### Consigne
Dans l'extrait sur Ghislain Maduma, quel score avait-il sur les cartes des juges lorsque Kevin Mitchell l'a arrêté au 11e round ?

┌─ Extrait fourni

MONTRÉAL – Comme le veut le cliché consacré, la ligne est souvent très mince entre la victoire et la défaite dans le monde du sport professionnel. Et c’est probablement encore plus véridique en boxe, étant donné qu’un coup de poing peut faire toute la différence sur l’issue d’un combat.

 

Ghislain Maduma est probablement l’un des pugilistes québécois les plus aptes à témoigner de cette réalité, d’autant plus qu’il s’est retrouvé du côté des perdants deux fois plutôt qu’une dans des combats qui lui auraient permis de changer le cours de sa vie s’il était parvenu à l’emporter.

 

En mai 2014, devant plus de 80 000 spectateurs réunis au Stade de Wembley pour assister à la revanche entre Carl Froch et George Groves, Maduma menait 96-94 sur les cartes des trois juges lorsqu’il a été arrêté par un solide crochet de gauche au menton de Kevin Mitchell au 11e round. Avec une victoire, il serait devenu 1er aspirant à la ceinture des poids légers de l’IBF.

└─
┌─ Bloc de données

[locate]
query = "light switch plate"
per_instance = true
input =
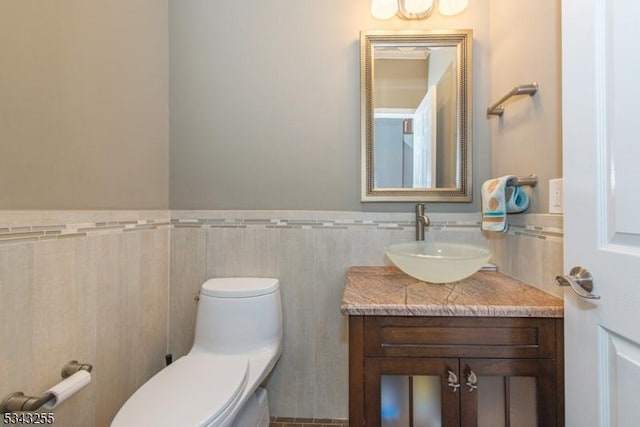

└─

### Tâche réalisée
Il menait 96-94 sur les cartes des trois juges.